EXTRACTED TEXT:

● ● ● ●

Some classes explore environmental challenges and look at how innovative companies use design thinking to address them. Or we zoom in and out of the natural world—examining ecosystems before creating our own imaginative interpretations of what we discover.
**The Problems We Solve**
For parents, we solve the frustration of finding creative programs that actually challenge their kids intellectually while building confidence. So many art classes focus on technique over thinking, or they’re too structured to allow for real creative expression. Parents tell me their kids come home from our classes bursting with stories about what they discovered, not just what they made.
For kids, we solve the problem of feeling like they don’t belong in creative spaces—whether because they’re “not good at drawing” or because they process ideas differently. We create room for every type of learner and every type of creative expression.
For the broader education landscape, we’re addressing the gap between arts education and critical thinking. Too often, art is treated as decoration rather than as a powerful tool for understanding the world and expressing complex ideas.
**What Sets Us Apart**
Three things make Whimsy different: First, our thematic approach means every class has intellectual depth and real-world relevance. Second, my combination of professional design experience and deep understanding of what it means to need creative belonging brings both expertise and empathy to how we structure experiences. Third, we prioritize the thinking process over the final product—kids learn that the journey of exploration and expression is what matters most.
**What I’m Most Proud Of**
I’m proudest of the moments when a kid who thought they “weren’t creative” suddenly realizes they have important ideas to express. I’ve watched shy kids become confident storytellers, anxious kids find their voice through art-making, and kids who struggle in traditional academic settings discover they’re brilliant creative thinkers.
**What I Want People to Know**
Whimsy Art Club isn’t just about making pretty things—though we do that too! We’re about honoring kids as the natural philosophers, problem-solvers, and dreamers as they are. We believe creativity is a way of thinking, not just a talent some people have and others don’t.
I want parents to know that if their child has ever felt like they don’t fit the traditional “creative kid” mold, they’ll find their place with us. I want educators to know that art can be a powerful vehicle for deep learning across all subjects. And I want kids to know that their ideas, their questions, and their unique way of seeing the world are exactly what we’re looking for.
My ultimate vision is to help raise a generation of creative thinkers who understand that their voices matter and that art can be a tool for understanding themselves, connecting with others, and even changing the world. That’s what drives everything we do at Whimsy Art Club.

We’d love to hear a story of resilience from your journey.
Coming from 12 years in corporate architecture where polished presentations and expertise were everything, I thought I understood what running a business would look like. I imagined spending most of my time creating curricula, designing beautiful class experiences, and teaching my students—the creative work I was passionate about.
Reality hit hard in those first six months.
Suddenly I was drowning in aspects of business I’d never had to think about as an employee: SEO, social media marketing, financial planning, pricing strategies, contract negotiations, legal requirements. Every day felt like drinking from a fire hose. My perfectionist tendencies from the corporate world made it worse—I felt like I had to master every single detail before I could move forward.
There were definitely moments where I questioned everything. Was I crazy to leave a successful career for this? Should I just hire experts to handle what I didn’t know? The learning curve felt overwhelming, and I was doing it all alone while trying to actually run classes and serve families.

● ● ● ●

SUPPLIED RECORDS:

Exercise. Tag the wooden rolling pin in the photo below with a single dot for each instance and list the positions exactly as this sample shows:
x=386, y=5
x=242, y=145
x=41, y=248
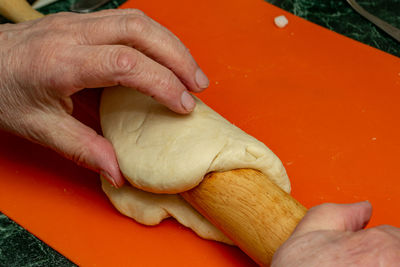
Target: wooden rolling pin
x=249, y=208
x=18, y=11
x=244, y=204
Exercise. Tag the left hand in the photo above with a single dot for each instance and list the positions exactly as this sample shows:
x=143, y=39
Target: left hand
x=333, y=235
x=45, y=61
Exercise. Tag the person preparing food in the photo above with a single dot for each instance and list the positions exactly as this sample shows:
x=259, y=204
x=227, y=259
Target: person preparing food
x=45, y=61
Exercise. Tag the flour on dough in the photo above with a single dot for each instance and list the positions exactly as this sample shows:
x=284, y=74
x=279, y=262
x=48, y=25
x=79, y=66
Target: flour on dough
x=165, y=153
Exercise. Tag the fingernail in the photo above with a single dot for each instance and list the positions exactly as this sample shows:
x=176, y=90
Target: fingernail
x=187, y=101
x=201, y=79
x=109, y=178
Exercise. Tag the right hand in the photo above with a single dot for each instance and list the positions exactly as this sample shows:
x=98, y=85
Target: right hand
x=44, y=61
x=333, y=235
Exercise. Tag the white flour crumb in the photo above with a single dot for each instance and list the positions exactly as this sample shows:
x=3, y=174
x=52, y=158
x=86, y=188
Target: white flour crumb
x=281, y=21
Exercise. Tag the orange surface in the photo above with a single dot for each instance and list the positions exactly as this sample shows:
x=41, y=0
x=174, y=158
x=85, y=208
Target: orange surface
x=326, y=105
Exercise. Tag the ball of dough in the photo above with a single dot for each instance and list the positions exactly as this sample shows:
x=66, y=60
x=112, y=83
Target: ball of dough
x=162, y=153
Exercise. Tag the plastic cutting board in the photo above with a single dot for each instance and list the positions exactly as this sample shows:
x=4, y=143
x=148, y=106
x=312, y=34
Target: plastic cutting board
x=325, y=104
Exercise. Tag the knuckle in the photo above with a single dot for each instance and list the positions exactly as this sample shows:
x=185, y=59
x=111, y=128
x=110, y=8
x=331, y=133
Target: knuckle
x=137, y=12
x=124, y=60
x=168, y=82
x=137, y=23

● ● ● ●

DIRECTIVE 1:
Decide whether each statement below agrees with the Whimsy Art Club interview above. Answer yes or no for each, and quote the words from the interview that settle it.
(a) The founder worked in corporate architecture for 12 years before starting the business.
(b) Whimsy puts the final product ahead of the thinking process.
(c) The founder handled the early business work alone.
DIRECTIVE 2:
Answer these questions from the Whimsy Art Club interview above, one answer per line with matching letters.
(a) How many things does the founder say make Whimsy different?
(b) In what period after starting did reality hit hard?
(c) According to the interview, what is art too often treated as?
DIRECTIVE 3: Resume the Whimsy Art Club interview above, picking up after its final sentence.

OUTPUT 1:
(a) Yes: "Coming from 12 years in corporate architecture"
(b) No: "we prioritize the thinking process over the final product"
(c) Yes: "I was doing it all alone while trying to actually run classes and serve families."

OUTPUT 2:
(a) Three
(b) The first six months
(c) Decoration

OUTPUT 3:
Instead of seeing this as a barrier, I treated it like a massive learning project. I dedicated the first part of each day to studying one aspect of the business—spending weeks diving deep into digital marketing, then switching to financial planning. I approached it with the same systematic mindset I’d used in architecture.
What surprised me was how much this actually strengthened Whimsy Art Club. Understanding marketing helped me communicate our unique value better. Studying customer experience helped me design better parent communication and class structures.
Now, while I’m still scaling and definitely still learning every day, I realize I’ve built something much stronger than if I’d just hired out everything I didn’t understand. I have working knowledge across all aspects of my business, which means I can make more informed decisions, spot potential issues early, and have meaningful conversations with experts when I do bring them on.
As we are still growing, and I’m constantly encountering new challenges that require more learning. But the biggest lesson so far? Resilience isn’t just about pushing through—it’s about being willing to become a better version of yourself than you expected. I went from being a specialized expert in one field to being a scrappy entrepreneur who’s comfortable not knowing everything but committed to figuring it out.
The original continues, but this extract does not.